● TRY IT
Please count the lines in the entries below that include the word "shoulder", and give only the number.
+++ DATA SHOWN
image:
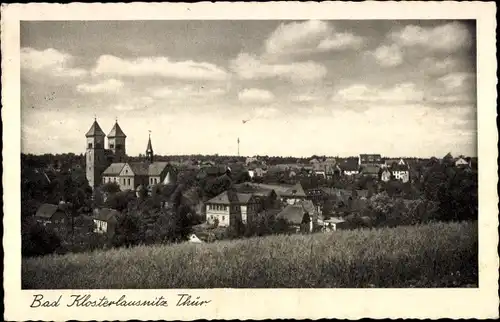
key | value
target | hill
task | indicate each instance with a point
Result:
(433, 255)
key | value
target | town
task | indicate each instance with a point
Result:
(105, 198)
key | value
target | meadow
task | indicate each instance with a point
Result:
(432, 255)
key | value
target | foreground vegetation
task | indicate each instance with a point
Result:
(433, 255)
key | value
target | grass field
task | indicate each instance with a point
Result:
(435, 255)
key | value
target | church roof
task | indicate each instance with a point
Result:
(156, 168)
(95, 130)
(150, 146)
(114, 169)
(116, 132)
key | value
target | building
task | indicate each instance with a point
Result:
(401, 172)
(285, 193)
(129, 175)
(349, 167)
(231, 206)
(105, 221)
(302, 216)
(370, 159)
(371, 171)
(461, 163)
(385, 175)
(50, 215)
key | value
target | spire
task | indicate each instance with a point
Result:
(116, 131)
(95, 129)
(149, 149)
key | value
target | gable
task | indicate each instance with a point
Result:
(127, 170)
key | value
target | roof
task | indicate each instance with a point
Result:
(370, 169)
(47, 210)
(95, 130)
(156, 168)
(399, 167)
(139, 168)
(231, 197)
(114, 169)
(116, 132)
(282, 190)
(149, 148)
(295, 213)
(334, 220)
(105, 214)
(349, 165)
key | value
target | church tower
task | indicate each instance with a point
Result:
(149, 150)
(95, 157)
(116, 143)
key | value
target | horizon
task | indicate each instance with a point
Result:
(330, 87)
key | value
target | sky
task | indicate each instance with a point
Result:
(284, 88)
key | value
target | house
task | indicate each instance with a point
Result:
(105, 221)
(401, 172)
(385, 175)
(349, 167)
(231, 206)
(286, 193)
(370, 170)
(211, 171)
(461, 163)
(132, 174)
(50, 215)
(332, 224)
(370, 159)
(302, 216)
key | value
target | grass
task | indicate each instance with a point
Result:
(434, 255)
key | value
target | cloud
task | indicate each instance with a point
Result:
(255, 95)
(448, 37)
(456, 81)
(247, 66)
(436, 66)
(49, 61)
(110, 85)
(388, 56)
(187, 92)
(137, 103)
(309, 37)
(401, 93)
(158, 66)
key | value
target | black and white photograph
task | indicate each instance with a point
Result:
(257, 154)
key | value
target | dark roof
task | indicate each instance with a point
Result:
(116, 132)
(349, 165)
(114, 169)
(95, 130)
(139, 168)
(282, 190)
(47, 210)
(295, 213)
(399, 167)
(149, 148)
(231, 197)
(156, 168)
(105, 214)
(370, 169)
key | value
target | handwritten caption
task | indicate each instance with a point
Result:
(87, 300)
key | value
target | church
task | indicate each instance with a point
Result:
(110, 164)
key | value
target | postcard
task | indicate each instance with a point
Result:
(250, 160)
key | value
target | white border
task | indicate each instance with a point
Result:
(259, 303)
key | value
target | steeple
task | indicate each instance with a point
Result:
(149, 150)
(116, 143)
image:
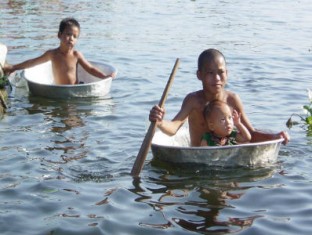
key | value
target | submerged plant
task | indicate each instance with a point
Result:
(306, 119)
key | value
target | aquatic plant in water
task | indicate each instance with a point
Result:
(306, 119)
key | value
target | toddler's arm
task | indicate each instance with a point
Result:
(243, 134)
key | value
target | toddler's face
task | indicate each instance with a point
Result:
(69, 36)
(221, 121)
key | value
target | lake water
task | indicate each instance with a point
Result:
(65, 164)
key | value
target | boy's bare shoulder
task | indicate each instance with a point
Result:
(77, 54)
(196, 95)
(195, 98)
(231, 95)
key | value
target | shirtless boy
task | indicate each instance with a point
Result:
(212, 73)
(64, 58)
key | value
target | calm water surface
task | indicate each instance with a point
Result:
(64, 164)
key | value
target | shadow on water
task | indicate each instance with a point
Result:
(199, 199)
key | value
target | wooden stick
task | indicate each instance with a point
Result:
(139, 162)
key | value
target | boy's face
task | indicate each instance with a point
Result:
(221, 121)
(69, 36)
(213, 75)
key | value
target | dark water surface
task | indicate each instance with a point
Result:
(64, 164)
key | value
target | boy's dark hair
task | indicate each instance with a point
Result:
(68, 22)
(207, 56)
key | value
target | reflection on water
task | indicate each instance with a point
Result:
(68, 133)
(199, 201)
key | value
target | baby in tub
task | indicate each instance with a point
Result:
(221, 119)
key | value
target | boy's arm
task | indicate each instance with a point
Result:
(28, 63)
(90, 68)
(243, 134)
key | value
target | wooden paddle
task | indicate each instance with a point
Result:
(139, 162)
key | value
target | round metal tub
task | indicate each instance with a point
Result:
(175, 149)
(40, 82)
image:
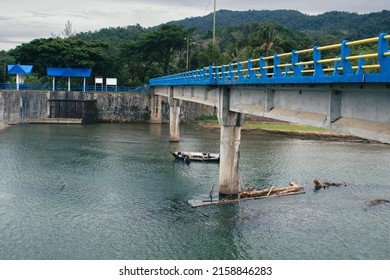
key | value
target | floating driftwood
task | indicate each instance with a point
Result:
(202, 203)
(377, 202)
(252, 194)
(272, 191)
(322, 185)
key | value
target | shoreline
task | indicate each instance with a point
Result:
(320, 135)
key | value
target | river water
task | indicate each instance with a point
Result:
(113, 191)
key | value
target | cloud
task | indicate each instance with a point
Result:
(41, 18)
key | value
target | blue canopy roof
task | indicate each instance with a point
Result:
(69, 72)
(19, 69)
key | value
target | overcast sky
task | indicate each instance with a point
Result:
(24, 20)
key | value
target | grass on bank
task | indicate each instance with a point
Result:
(263, 126)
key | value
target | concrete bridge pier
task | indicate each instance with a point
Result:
(174, 117)
(231, 122)
(155, 107)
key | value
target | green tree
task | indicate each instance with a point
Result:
(163, 44)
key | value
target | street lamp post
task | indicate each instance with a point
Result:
(188, 54)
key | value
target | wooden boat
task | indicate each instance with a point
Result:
(196, 156)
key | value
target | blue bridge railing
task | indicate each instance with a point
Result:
(49, 87)
(338, 63)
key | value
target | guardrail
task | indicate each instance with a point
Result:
(338, 63)
(49, 87)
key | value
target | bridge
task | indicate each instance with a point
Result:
(338, 87)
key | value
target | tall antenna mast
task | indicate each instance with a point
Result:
(215, 17)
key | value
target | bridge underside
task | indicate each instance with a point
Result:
(356, 109)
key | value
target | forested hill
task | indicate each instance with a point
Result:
(340, 24)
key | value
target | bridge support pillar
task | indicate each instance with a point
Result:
(155, 107)
(174, 117)
(231, 123)
(334, 109)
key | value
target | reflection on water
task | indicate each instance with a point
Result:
(114, 192)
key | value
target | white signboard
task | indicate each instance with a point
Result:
(110, 81)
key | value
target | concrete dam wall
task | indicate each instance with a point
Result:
(24, 106)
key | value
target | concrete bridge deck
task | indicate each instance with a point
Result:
(348, 92)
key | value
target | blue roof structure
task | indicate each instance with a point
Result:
(69, 72)
(19, 69)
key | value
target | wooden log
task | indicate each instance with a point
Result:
(322, 185)
(272, 191)
(203, 203)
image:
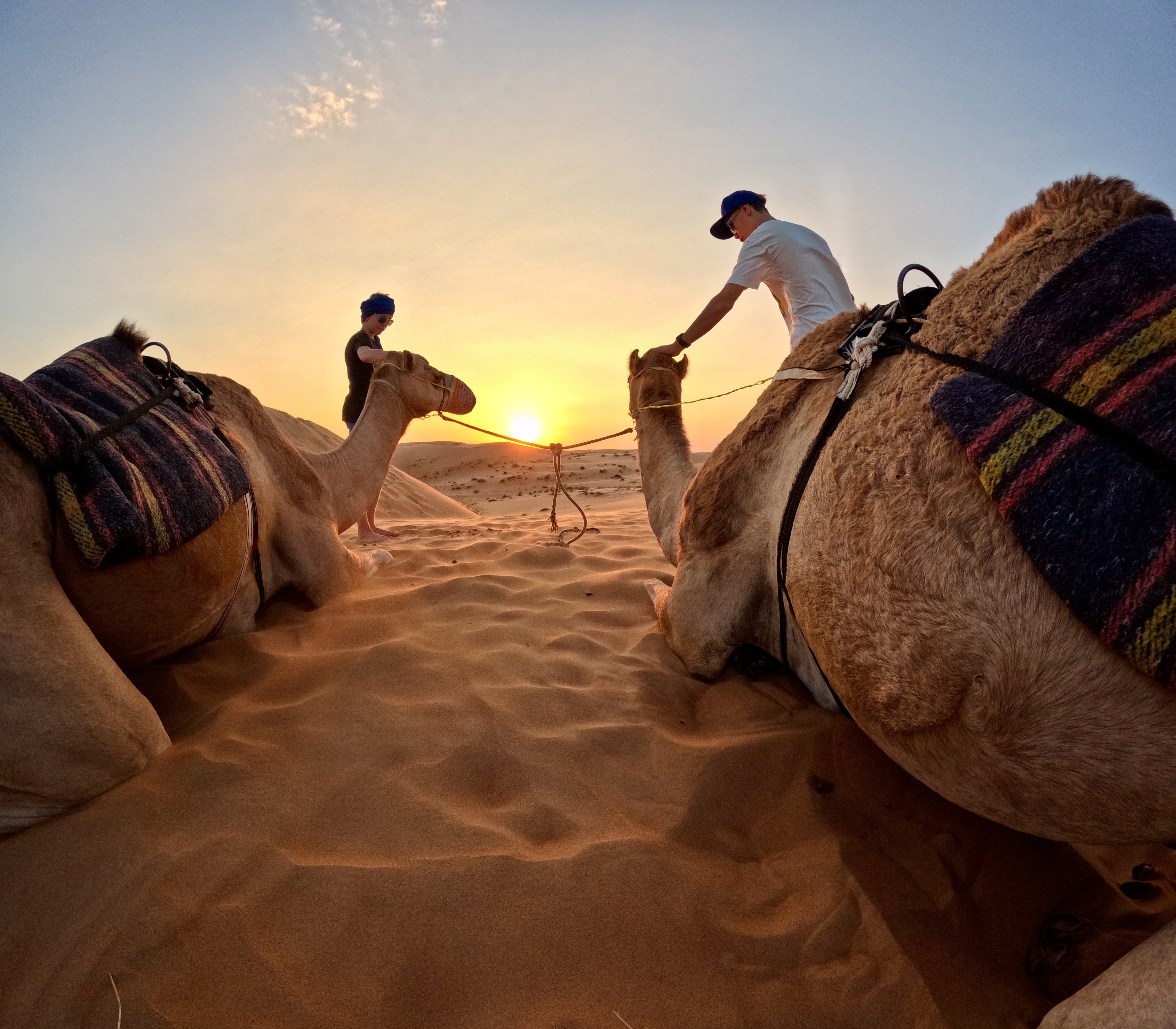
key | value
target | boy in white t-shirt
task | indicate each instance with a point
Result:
(794, 263)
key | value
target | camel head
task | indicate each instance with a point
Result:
(423, 388)
(655, 379)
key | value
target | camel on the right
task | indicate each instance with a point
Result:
(932, 625)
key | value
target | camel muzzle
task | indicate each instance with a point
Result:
(459, 398)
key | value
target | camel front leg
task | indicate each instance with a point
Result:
(714, 606)
(1135, 993)
(72, 725)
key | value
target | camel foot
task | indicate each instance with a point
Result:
(659, 593)
(378, 560)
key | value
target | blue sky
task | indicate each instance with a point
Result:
(532, 182)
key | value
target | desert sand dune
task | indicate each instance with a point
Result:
(481, 792)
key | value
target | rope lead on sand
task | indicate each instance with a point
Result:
(557, 460)
(559, 448)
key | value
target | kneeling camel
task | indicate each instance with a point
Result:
(75, 726)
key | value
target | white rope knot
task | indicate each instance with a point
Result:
(863, 357)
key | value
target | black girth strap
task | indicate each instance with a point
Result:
(895, 339)
(832, 420)
(257, 537)
(79, 447)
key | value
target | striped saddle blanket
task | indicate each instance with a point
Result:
(152, 486)
(1100, 527)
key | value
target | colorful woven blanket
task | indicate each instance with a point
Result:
(152, 486)
(1099, 526)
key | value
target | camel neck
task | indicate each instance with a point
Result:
(666, 472)
(356, 471)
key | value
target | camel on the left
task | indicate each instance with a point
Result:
(72, 725)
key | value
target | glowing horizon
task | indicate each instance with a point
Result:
(533, 184)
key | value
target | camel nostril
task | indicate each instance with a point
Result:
(460, 400)
(1138, 891)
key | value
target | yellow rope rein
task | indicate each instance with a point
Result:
(559, 448)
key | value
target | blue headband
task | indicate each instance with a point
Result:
(378, 305)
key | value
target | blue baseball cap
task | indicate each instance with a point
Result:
(737, 199)
(378, 304)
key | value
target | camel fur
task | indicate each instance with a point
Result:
(75, 726)
(932, 625)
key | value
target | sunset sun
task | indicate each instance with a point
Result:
(525, 427)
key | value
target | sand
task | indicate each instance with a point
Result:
(481, 792)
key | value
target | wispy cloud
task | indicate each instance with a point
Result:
(357, 42)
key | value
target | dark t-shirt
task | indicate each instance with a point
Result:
(359, 375)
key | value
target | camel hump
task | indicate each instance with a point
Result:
(128, 332)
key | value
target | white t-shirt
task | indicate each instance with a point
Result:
(798, 266)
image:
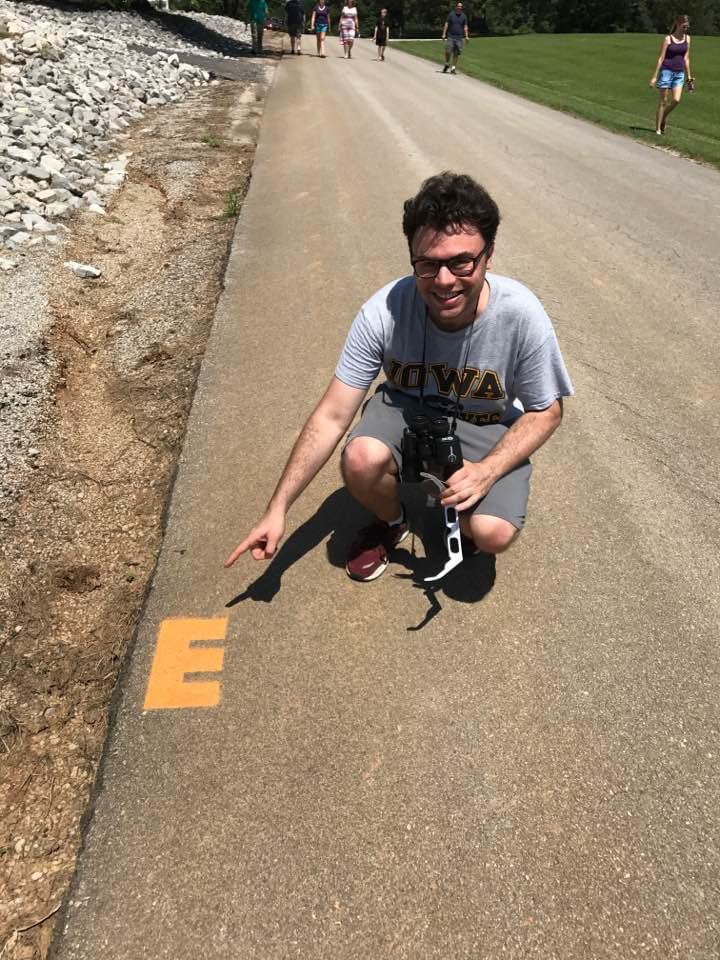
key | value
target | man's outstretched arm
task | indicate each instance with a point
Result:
(322, 432)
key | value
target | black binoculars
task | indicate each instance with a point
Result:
(429, 445)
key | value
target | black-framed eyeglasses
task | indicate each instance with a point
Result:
(462, 266)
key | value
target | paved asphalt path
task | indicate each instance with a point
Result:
(533, 772)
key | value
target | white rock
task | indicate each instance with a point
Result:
(52, 163)
(84, 270)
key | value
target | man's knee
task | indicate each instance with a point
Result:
(492, 534)
(367, 457)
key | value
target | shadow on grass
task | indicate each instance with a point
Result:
(340, 517)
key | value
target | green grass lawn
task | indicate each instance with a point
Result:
(601, 77)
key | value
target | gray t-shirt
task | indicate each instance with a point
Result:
(507, 361)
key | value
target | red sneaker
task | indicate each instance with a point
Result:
(368, 556)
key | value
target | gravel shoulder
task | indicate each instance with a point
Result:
(100, 389)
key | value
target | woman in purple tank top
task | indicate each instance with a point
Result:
(671, 70)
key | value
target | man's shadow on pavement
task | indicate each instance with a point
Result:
(340, 517)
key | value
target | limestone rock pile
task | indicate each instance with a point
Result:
(69, 84)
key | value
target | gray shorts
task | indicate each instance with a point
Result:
(385, 416)
(454, 44)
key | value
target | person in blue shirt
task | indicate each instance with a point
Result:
(455, 34)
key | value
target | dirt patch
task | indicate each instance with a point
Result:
(81, 542)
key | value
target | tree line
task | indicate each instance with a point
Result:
(494, 17)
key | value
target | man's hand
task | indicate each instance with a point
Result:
(468, 485)
(263, 539)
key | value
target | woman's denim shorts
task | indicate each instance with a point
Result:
(669, 79)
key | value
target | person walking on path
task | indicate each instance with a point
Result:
(320, 25)
(349, 28)
(381, 34)
(672, 70)
(451, 337)
(455, 34)
(295, 23)
(257, 12)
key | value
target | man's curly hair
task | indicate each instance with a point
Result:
(448, 201)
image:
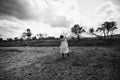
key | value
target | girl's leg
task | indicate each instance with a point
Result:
(63, 55)
(68, 54)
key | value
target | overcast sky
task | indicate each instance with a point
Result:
(54, 16)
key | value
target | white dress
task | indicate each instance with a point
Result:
(64, 46)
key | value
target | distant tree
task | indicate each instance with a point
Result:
(16, 39)
(10, 39)
(21, 39)
(24, 35)
(107, 28)
(92, 31)
(40, 35)
(34, 38)
(110, 27)
(28, 34)
(1, 39)
(76, 29)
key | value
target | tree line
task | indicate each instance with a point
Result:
(107, 30)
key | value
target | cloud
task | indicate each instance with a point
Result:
(107, 11)
(10, 29)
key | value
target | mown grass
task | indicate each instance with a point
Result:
(45, 63)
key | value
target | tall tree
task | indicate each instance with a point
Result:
(28, 34)
(107, 28)
(76, 29)
(92, 31)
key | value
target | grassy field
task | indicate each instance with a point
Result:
(45, 63)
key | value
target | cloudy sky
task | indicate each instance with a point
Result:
(54, 16)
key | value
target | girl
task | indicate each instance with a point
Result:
(64, 46)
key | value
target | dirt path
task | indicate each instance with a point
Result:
(45, 63)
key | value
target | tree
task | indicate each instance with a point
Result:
(110, 27)
(107, 28)
(16, 39)
(76, 29)
(92, 31)
(10, 39)
(1, 39)
(28, 34)
(34, 38)
(40, 36)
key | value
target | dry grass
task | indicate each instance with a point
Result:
(45, 63)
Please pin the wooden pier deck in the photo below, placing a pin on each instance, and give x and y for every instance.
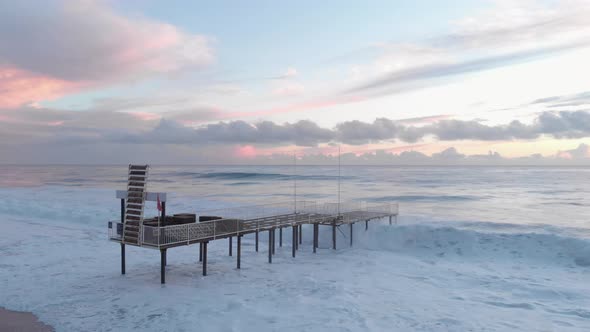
(239, 221)
(227, 223)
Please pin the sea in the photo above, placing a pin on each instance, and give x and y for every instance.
(473, 249)
(552, 196)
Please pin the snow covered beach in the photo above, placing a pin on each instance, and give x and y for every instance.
(424, 274)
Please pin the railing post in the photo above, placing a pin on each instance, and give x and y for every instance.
(163, 266)
(270, 245)
(294, 240)
(351, 230)
(122, 258)
(205, 258)
(334, 234)
(257, 236)
(230, 244)
(239, 249)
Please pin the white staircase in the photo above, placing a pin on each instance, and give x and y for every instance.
(136, 189)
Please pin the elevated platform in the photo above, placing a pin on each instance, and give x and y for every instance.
(253, 219)
(162, 233)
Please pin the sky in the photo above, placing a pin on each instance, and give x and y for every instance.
(383, 82)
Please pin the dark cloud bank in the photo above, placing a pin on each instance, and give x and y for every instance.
(563, 124)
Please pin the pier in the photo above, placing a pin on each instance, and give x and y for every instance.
(165, 232)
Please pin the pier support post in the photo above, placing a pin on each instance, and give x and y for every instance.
(122, 210)
(294, 243)
(315, 237)
(163, 217)
(239, 249)
(122, 258)
(205, 258)
(334, 235)
(162, 266)
(296, 239)
(273, 240)
(200, 251)
(230, 244)
(270, 245)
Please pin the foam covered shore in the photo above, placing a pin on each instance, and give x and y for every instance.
(21, 322)
(413, 276)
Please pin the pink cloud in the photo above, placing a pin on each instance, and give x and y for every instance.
(305, 106)
(19, 87)
(246, 151)
(145, 116)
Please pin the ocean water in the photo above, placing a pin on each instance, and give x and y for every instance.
(474, 249)
(552, 196)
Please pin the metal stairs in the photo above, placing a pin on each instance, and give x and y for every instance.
(136, 189)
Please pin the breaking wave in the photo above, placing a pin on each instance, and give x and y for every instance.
(449, 242)
(253, 176)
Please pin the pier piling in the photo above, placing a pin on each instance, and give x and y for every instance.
(162, 266)
(334, 235)
(239, 249)
(294, 241)
(200, 251)
(270, 245)
(351, 229)
(205, 258)
(122, 258)
(230, 245)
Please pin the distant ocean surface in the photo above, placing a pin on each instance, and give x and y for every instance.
(551, 196)
(508, 245)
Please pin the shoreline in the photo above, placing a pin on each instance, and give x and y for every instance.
(22, 321)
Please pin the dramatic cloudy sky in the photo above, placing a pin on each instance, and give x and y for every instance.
(393, 81)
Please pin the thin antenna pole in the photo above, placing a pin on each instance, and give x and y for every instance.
(338, 179)
(295, 180)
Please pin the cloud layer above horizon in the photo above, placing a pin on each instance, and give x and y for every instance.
(91, 75)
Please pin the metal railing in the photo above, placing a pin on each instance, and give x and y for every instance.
(247, 219)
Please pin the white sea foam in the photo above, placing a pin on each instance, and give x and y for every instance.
(431, 272)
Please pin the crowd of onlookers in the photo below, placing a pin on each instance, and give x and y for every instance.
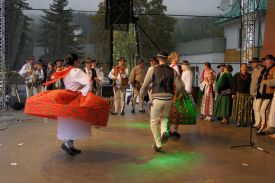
(237, 97)
(222, 96)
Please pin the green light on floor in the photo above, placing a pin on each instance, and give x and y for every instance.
(160, 167)
(138, 125)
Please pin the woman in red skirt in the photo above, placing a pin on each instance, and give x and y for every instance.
(75, 108)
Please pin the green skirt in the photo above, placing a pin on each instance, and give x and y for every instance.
(223, 106)
(183, 111)
(239, 113)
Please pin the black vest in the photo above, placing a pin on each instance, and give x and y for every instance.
(163, 79)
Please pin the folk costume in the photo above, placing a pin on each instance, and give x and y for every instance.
(223, 103)
(75, 108)
(163, 79)
(91, 73)
(119, 75)
(266, 93)
(241, 90)
(59, 84)
(136, 80)
(207, 104)
(27, 71)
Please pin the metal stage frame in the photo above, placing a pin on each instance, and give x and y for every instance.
(2, 55)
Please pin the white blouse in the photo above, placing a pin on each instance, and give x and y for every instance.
(77, 80)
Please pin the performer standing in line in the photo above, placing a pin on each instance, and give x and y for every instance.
(241, 94)
(221, 68)
(136, 80)
(187, 78)
(27, 71)
(254, 88)
(40, 76)
(59, 84)
(266, 91)
(100, 76)
(91, 73)
(174, 60)
(96, 81)
(223, 103)
(119, 75)
(75, 108)
(153, 63)
(163, 79)
(207, 104)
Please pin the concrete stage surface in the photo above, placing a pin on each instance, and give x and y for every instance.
(122, 153)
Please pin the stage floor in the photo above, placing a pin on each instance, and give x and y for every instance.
(122, 153)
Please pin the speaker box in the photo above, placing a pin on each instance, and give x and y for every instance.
(118, 14)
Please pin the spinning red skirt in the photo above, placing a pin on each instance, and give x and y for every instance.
(69, 104)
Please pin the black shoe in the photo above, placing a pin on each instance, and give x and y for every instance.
(157, 149)
(142, 111)
(76, 151)
(261, 133)
(68, 150)
(171, 134)
(164, 137)
(176, 135)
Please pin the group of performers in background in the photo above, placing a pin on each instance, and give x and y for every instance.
(168, 85)
(225, 96)
(36, 73)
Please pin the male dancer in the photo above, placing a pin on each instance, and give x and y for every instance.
(119, 75)
(136, 79)
(163, 79)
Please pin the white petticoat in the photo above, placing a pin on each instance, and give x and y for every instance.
(272, 113)
(72, 129)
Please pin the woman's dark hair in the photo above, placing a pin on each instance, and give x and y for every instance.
(70, 59)
(208, 64)
(229, 68)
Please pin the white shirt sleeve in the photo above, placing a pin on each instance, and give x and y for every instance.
(202, 85)
(111, 74)
(187, 78)
(77, 80)
(23, 71)
(124, 75)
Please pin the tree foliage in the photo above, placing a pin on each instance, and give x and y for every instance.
(100, 37)
(19, 41)
(58, 33)
(190, 29)
(158, 28)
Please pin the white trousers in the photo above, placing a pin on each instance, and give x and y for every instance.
(31, 91)
(72, 129)
(257, 111)
(159, 118)
(265, 112)
(135, 94)
(119, 97)
(272, 113)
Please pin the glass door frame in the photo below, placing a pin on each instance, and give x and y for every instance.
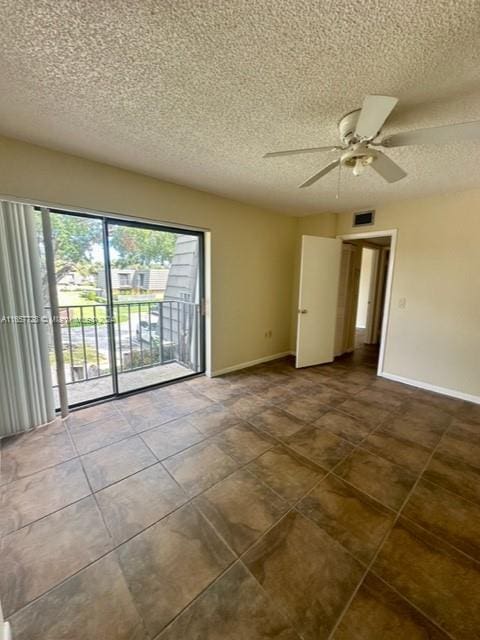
(107, 220)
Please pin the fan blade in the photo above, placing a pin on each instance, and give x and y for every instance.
(320, 174)
(375, 111)
(293, 152)
(387, 168)
(435, 135)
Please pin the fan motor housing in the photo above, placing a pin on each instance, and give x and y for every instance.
(358, 152)
(347, 125)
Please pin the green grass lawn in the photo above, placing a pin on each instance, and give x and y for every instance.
(91, 309)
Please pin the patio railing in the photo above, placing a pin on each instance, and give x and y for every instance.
(146, 334)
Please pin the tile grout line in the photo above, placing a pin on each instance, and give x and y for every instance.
(381, 545)
(241, 467)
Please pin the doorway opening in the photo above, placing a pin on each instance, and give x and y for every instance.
(363, 298)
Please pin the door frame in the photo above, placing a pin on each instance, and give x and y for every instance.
(392, 233)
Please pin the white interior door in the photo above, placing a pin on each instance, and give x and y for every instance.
(317, 300)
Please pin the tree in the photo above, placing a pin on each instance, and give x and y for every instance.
(74, 239)
(141, 247)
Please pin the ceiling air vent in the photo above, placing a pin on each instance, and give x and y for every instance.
(362, 218)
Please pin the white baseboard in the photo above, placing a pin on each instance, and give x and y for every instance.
(252, 363)
(431, 387)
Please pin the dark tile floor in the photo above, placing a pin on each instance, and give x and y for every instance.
(271, 503)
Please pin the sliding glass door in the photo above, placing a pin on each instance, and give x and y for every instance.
(155, 281)
(130, 304)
++++++
● YOUR SOLUTION
2